DATASET EXCERPTS:
================

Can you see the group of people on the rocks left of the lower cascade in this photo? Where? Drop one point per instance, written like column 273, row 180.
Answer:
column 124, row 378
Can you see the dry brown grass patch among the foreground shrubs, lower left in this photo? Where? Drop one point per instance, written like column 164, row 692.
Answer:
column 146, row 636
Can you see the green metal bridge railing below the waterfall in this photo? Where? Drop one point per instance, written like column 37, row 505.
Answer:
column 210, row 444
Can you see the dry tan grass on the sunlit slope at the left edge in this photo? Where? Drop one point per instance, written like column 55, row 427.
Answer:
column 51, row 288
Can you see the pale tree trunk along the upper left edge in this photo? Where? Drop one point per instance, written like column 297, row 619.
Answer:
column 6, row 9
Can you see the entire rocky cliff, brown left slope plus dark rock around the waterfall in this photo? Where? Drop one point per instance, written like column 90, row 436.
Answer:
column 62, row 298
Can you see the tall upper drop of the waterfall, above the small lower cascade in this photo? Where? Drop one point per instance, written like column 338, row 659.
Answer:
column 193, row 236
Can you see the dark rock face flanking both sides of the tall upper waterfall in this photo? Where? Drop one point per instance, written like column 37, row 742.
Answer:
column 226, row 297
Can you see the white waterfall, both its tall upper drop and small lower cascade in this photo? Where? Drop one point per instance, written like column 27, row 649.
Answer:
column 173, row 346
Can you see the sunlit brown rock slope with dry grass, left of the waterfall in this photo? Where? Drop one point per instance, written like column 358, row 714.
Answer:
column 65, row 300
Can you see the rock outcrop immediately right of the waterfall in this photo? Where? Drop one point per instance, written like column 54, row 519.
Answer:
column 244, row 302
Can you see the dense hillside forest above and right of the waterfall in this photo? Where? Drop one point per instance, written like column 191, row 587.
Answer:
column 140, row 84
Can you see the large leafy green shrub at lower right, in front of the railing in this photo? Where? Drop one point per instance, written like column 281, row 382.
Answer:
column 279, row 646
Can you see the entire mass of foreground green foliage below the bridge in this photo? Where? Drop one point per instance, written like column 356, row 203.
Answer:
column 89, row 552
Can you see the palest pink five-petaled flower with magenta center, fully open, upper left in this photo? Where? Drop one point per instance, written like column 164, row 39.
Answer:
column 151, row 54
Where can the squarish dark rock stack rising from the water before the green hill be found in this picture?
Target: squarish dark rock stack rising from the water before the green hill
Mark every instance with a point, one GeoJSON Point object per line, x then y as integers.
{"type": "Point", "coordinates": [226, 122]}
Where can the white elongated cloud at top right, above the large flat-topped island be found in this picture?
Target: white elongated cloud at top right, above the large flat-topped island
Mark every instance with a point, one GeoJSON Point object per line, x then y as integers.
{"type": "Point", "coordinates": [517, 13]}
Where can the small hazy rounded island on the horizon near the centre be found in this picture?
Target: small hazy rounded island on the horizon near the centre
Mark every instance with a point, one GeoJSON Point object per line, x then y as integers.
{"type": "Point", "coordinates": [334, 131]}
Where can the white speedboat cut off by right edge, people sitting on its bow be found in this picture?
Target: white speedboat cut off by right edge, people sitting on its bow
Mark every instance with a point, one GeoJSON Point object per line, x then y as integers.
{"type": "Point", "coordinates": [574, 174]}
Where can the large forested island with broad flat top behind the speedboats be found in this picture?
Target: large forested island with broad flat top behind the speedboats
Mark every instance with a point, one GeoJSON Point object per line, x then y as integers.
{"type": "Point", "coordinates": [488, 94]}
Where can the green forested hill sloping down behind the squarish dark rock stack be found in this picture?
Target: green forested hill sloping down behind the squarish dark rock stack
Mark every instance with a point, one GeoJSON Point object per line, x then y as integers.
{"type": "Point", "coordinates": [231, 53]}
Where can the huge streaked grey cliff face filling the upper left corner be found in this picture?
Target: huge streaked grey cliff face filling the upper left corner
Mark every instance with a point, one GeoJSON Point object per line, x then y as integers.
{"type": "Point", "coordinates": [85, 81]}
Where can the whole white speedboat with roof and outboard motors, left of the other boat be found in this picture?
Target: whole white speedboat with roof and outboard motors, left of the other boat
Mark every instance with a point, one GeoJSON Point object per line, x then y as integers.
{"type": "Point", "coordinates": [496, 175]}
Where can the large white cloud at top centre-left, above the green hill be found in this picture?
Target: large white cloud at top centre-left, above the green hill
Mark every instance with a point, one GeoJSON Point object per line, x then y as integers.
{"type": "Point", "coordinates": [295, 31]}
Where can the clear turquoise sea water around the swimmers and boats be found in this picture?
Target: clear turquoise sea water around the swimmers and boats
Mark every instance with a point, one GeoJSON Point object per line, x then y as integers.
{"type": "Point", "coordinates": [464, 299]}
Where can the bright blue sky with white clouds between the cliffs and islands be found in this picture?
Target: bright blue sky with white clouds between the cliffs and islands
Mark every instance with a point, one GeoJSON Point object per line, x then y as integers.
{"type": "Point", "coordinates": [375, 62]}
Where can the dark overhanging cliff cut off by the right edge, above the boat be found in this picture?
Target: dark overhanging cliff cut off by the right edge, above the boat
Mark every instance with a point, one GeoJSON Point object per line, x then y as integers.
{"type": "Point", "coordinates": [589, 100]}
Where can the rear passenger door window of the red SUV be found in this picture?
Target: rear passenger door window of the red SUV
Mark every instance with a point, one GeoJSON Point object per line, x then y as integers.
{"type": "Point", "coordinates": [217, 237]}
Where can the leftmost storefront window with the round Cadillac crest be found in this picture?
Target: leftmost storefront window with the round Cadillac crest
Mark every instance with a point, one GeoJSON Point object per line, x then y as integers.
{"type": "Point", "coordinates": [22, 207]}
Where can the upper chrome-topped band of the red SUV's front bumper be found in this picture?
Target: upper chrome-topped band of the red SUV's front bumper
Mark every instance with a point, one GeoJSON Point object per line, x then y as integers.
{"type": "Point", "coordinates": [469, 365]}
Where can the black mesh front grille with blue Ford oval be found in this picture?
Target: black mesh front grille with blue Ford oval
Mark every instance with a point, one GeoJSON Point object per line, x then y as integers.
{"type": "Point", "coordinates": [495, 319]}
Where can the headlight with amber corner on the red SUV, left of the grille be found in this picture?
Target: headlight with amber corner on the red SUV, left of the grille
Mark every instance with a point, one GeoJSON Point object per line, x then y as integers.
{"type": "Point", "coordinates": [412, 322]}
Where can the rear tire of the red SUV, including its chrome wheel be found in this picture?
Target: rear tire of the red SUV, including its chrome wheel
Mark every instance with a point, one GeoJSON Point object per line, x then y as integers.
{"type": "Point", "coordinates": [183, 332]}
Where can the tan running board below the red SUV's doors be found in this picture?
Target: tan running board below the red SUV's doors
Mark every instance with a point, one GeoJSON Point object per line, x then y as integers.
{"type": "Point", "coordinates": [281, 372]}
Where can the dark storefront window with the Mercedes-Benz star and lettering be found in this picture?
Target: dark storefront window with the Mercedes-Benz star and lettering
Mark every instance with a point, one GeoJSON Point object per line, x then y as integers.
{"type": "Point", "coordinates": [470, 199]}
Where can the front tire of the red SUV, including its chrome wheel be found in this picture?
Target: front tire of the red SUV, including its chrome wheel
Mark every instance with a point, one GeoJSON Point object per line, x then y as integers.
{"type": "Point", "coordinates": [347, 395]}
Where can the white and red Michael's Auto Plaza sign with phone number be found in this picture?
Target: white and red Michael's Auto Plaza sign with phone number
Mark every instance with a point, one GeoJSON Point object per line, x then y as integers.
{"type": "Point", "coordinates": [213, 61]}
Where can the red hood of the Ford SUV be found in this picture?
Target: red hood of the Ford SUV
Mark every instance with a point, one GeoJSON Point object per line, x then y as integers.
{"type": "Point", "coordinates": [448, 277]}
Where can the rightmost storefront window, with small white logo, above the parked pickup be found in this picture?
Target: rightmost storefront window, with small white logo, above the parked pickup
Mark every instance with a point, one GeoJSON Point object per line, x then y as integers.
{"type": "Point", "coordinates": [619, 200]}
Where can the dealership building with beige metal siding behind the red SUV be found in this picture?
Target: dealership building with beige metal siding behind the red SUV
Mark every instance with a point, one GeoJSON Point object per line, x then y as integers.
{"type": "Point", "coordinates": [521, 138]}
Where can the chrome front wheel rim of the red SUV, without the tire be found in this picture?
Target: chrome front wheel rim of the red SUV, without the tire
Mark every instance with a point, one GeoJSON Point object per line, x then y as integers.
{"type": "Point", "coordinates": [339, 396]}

================

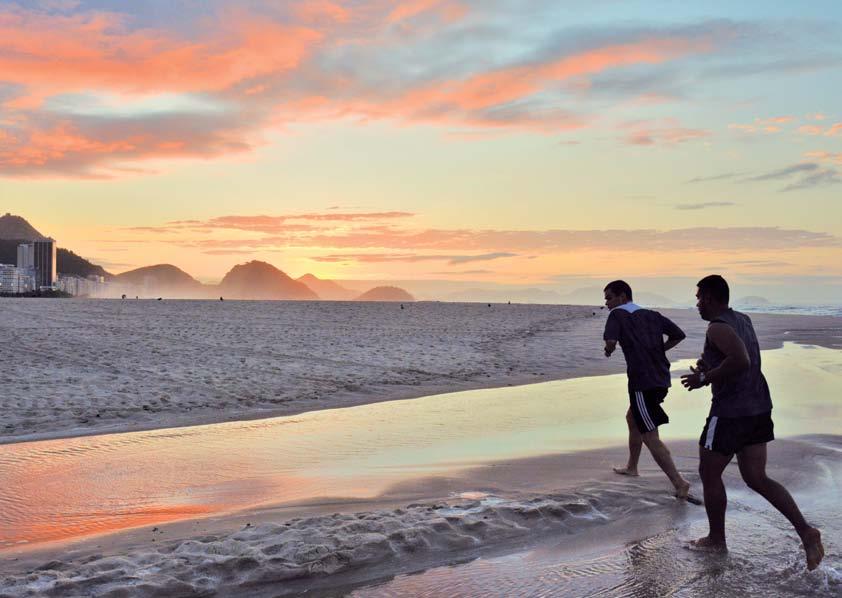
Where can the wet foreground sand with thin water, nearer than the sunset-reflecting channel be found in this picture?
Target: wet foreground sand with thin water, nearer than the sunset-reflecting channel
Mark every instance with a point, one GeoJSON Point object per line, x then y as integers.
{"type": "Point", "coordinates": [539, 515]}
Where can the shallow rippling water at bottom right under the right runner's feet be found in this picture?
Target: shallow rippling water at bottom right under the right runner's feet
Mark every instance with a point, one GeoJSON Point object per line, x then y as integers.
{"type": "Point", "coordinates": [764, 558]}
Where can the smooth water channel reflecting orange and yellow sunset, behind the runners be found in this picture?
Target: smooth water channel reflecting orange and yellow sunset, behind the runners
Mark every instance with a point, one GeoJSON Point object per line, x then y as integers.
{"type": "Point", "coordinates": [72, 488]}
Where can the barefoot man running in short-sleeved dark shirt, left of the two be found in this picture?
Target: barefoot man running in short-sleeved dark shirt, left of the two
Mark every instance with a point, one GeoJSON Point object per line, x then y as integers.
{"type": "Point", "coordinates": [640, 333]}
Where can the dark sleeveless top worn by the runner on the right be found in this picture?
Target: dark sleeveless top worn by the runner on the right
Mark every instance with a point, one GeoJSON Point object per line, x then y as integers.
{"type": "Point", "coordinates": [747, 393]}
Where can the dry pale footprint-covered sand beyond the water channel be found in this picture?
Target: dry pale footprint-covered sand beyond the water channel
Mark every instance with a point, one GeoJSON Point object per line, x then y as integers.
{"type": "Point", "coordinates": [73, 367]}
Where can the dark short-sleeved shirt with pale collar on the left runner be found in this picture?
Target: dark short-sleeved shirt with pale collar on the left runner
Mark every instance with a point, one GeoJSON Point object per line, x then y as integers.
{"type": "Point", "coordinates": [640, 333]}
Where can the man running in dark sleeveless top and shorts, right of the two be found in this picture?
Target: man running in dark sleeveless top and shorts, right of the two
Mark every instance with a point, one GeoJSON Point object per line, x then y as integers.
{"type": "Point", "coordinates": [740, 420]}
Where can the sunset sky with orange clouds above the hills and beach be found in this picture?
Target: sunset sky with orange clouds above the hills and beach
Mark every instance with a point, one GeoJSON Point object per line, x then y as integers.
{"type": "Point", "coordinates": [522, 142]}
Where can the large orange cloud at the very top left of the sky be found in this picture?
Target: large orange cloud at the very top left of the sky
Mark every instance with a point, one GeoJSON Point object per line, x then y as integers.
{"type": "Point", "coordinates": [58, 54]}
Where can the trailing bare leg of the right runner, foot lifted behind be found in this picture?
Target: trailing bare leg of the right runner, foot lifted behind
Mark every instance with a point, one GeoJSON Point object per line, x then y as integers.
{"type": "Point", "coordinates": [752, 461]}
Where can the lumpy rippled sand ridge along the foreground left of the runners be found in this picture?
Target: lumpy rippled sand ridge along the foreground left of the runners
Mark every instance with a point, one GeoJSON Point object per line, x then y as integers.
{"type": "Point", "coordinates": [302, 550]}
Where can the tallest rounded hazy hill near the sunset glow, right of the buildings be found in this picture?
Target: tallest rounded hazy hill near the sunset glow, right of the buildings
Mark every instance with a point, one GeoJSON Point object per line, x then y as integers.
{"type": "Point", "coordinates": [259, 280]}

================

TASK DETAILS:
What are the lines of the data above that include the string "mesh"? Copy them.

WORKED SOLUTION:
Where can the black mesh front grille with blue Ford oval be found in this picture?
Target: black mesh front grille with blue Ford oval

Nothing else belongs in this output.